On a non-GAAP basis, PG&E Corporation’s earnings from operations for the year were $922 million, or $2.57 per share, compared with $906 million, or $2.34 per share, in 2005. This excludes certain income and expenses reported in GAAP net income that are not considered to be reflective of ongoing, core operations. For 2006, items impacting comparability primarily reflect the authorization for recovery of costs associated with electric transmission scheduling services provided by PG&E Corporation’s utility subsidiary, Pacific Gas and Electric Company, dating back to 1998 (see “Reconciliation of Earnings from Operations to Consolidated Net Income in Accordance with GAAP” in the accompanying financial tables).

“We delivered solid financial results in 2006 and will build on this momentum going forward,” said Peter A. Darbee, PG&E Corporation Chairman, CEO and President. “We’re entering 2007 with a sharp focus on advancing our business transformation strategy, while taking important leadership positions on issues like climate change and the environment. We’re at the forefront on these issues, because it’s consistent with our vision. It’s consistent with our values. And it also fits with our overall strategy, which emphasizes operational excellence and taking care of our customers. I’m confident that through our efforts, we will continue to deliver for our customers, employees, shareholders and our communities.”

The year-over-year increase in earnings per share predominantly reflects the positive effects of share repurchases in 2005, which resulted in fewer shares outstanding in 2006, in addition to the net effects of other items (see “Earnings per Common Share from Operations, Year-to-Date 2006 vs. Year-to-Date 2005” in the accompanying financial tables).

Earnings from operations for the year were not impacted by changes in the cost of electricity and natural gas provided to customers, or the cost of fuel to generate electricity. Increases or decreases in these expense categories are generally offset by revenue adjustments authorized by the California Public Utilities Commission (CPUC).

On a stand-alone basis in 2006, the utility’s GAAP results were $971 million, compared to $918 million for 2005.

QUARTER-OVER-QUARTER RESULTS

For the fourth quarter of 2006, PG&E Corporation reported GAAP net income of $152 million, or $0.43 per share, compared with $180 million, or $0.49 per share, in the same quarter of 2005.

On a non-GAAP basis, PG&E Corporation’s earnings from operations for the fourth quarter of 2006 were $170 million, or $0.48 per share, compared with $179 million, or $0.49 per share, during the fourth quarter of 2005 (see “Earnings per Common Share from Operations, Fourth Quarter 2006 vs. Fourth Quarter 2005” in the accompanying financial tables).

On a stand-alone basis, the utility’s GAAP results were $155 million for the fourth quarter of 2006, compared with $183 million in the same quarter of 2005.

* [Task requirements]
- a) According to the PG&E earnings passage, what were the utility's stand-alone GAAP results for 2006?
- b) List every group that Peter A. Darbee, in the PG&E earnings passage, says the company will continue to deliver for.
- c) Write the next part of the PG&E earnings passage, picking up after its last sentence.
This listing was taken from a separate source.

* [Dataset excerpt]
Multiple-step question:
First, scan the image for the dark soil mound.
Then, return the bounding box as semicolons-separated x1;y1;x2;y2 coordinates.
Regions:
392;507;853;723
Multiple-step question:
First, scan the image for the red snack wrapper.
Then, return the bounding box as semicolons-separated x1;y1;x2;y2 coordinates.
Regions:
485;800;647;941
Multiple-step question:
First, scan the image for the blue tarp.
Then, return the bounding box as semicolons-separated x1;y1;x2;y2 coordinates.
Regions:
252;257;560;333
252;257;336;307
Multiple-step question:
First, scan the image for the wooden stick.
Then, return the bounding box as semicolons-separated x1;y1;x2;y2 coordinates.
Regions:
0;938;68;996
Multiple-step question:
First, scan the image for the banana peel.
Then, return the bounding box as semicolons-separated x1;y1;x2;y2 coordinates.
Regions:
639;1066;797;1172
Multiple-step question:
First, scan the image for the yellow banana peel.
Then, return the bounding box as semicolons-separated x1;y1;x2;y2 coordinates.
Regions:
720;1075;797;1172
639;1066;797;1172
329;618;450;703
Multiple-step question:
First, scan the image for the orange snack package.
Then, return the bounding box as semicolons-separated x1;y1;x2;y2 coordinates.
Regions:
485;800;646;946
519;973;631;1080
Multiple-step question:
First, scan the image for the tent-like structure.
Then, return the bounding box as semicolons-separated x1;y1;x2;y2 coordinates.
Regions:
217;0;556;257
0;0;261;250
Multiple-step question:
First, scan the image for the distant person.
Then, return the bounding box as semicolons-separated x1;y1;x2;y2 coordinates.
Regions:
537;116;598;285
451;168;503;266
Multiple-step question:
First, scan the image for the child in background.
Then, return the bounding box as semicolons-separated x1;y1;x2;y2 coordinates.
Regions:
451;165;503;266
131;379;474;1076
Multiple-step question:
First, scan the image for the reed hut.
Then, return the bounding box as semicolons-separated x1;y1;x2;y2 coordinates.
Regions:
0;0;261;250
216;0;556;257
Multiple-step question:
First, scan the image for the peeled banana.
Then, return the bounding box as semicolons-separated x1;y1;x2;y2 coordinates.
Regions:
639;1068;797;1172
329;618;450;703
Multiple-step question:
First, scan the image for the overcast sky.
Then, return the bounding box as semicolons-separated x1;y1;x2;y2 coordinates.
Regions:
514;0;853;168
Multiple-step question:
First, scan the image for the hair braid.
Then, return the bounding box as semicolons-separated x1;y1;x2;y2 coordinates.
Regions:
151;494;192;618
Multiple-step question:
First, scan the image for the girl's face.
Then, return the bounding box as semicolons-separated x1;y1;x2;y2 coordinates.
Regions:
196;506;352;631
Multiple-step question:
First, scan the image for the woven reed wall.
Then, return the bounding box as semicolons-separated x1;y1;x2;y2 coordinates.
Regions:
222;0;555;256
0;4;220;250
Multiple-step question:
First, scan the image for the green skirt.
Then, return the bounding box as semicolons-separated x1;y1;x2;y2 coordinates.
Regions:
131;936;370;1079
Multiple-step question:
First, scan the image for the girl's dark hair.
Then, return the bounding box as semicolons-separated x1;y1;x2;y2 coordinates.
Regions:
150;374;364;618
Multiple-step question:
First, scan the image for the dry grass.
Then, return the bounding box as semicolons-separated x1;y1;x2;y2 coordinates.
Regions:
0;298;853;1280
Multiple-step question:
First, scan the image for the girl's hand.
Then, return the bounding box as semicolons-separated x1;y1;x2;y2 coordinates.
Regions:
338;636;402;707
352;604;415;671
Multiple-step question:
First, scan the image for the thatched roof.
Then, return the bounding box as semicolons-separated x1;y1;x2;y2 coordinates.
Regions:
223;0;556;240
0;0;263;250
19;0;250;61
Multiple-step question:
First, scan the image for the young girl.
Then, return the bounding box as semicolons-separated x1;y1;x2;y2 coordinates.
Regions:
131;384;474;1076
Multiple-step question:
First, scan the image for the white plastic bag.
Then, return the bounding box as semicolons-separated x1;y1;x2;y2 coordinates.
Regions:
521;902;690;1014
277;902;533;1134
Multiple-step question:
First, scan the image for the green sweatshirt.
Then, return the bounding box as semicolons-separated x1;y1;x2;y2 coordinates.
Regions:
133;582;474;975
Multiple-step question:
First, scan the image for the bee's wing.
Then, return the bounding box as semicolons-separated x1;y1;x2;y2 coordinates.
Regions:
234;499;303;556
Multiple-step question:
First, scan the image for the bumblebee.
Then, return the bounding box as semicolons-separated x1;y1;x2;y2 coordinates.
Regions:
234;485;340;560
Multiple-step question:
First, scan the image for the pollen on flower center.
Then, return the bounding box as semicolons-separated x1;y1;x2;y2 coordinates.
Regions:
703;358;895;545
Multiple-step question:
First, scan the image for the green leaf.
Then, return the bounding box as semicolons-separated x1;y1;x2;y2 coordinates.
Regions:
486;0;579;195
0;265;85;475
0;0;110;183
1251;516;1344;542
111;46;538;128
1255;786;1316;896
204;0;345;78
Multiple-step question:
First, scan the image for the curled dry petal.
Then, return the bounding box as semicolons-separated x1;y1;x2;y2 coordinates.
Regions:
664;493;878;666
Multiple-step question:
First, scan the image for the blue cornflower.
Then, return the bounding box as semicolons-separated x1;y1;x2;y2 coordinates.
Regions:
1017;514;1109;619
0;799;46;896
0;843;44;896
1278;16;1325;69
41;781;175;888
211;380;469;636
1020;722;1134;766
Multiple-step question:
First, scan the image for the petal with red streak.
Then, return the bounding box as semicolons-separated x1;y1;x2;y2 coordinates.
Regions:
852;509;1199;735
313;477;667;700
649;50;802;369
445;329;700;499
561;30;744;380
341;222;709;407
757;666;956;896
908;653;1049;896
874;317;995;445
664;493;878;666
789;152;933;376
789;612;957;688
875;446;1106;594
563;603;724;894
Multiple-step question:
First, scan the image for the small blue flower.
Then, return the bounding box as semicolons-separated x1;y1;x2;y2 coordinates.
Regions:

* [Answers by task]
- a) $971 million

- b) Customers, employees, shareholders and communities

- c)
2007 EARNINGS GUIDANCE

PG&E Corporation raised its guidance for 2007 earnings from operations by $0.05 per share, to a range of $2.70-$2.80. Guidance assumes that the utility’s rate base averages $17.3 billion in 2007, that the company earns its authorized return on equity of 11.35 percent, and that the proposed settlement agreement to resolve the utility’s 2007 general rate case is approved by the CPUC.

PG&E Corporation bases guidance on “earnings from operations” in order to provide a measure that allows investors to compare the underlying financial performance of the business from one period to another, exclusive of items that management believes do not reflect the normal course of operations. Earnings from operations are not a substitute or alternative for consolidated net income presented in accordance with GAAP (see the accompanying financial tables for a reconciliation of guidance of earnings from operations to guidance of consolidated net income in accordance with GAAP).

Supplemental Financial Information:

  • In addition to the financial information accompanying this release, an expanded package of supplemental financial and operational information for the quarter will be furnished to the Securities and Exchange Commission and also will be available shortly on PG&E Corporation’s website (www.pgecorp.com).

Conference Call with the Financial Community to Discuss Year-End and Fourth Quarter Results:

  • Today’s call at 11:30 a.m. Eastern time is open to the public on a listen-only basis via webcast. Please visit www.pgecorp.com for more information and instructions for accessing the webcast. The call will be archived on the website. Also, a toll-free replay will be accessible shortly after the live call through 9:00 p.m. EST, on February 28, 2007, by dialing 877-690-2089. International callers may dial 402-220-0645.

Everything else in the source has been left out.